YOUR INSTRUCTIONS: Which lines in the data contain the word "white"? Please copy each of them.

======== SOURCE MATERIAL

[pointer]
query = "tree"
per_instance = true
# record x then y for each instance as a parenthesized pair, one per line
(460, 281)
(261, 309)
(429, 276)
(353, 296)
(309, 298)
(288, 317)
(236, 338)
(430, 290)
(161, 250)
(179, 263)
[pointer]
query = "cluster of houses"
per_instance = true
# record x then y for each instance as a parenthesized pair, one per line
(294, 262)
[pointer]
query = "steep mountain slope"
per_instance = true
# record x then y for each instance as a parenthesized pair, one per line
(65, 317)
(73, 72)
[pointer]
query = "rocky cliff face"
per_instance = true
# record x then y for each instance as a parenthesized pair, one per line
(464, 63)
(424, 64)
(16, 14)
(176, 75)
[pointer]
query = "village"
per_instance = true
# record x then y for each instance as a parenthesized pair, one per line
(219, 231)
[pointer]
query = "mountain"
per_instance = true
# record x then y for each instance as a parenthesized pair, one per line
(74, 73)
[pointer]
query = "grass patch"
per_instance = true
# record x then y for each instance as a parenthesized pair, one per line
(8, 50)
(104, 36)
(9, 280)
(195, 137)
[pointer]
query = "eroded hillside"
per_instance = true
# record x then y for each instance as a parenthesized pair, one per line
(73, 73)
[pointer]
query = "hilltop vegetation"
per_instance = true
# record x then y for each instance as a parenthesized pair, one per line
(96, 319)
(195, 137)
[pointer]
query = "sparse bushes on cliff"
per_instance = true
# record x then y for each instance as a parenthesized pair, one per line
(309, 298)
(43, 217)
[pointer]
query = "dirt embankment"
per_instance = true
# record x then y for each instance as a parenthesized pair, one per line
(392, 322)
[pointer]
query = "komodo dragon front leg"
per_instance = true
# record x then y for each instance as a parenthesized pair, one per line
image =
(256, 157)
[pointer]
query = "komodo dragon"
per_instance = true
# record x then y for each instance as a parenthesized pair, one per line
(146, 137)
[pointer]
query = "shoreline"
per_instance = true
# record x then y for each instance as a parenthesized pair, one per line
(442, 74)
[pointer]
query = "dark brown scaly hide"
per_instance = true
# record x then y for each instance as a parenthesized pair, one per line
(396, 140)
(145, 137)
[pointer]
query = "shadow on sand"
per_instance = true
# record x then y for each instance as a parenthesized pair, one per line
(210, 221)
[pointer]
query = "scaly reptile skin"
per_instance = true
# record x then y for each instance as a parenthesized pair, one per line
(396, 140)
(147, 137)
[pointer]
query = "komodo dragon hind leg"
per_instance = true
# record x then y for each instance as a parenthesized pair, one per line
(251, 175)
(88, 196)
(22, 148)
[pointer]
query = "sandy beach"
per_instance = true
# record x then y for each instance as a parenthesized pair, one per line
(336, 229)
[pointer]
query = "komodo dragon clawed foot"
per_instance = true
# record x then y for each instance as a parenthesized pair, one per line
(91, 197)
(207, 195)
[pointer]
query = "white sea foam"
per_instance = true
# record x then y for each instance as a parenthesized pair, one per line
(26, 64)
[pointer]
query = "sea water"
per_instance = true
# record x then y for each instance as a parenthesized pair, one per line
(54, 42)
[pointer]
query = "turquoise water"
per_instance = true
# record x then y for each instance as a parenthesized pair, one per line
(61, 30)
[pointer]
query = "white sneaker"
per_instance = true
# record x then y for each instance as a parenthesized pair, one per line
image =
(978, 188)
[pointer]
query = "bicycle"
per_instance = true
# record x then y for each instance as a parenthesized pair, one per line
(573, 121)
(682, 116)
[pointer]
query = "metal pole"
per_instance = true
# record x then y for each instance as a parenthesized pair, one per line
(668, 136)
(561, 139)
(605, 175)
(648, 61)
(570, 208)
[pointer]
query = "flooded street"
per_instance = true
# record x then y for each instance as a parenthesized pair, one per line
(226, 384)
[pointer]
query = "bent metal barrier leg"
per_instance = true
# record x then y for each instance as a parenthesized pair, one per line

================

RESULT BELOW:
query = "white sea foam"
query = "white sneaker"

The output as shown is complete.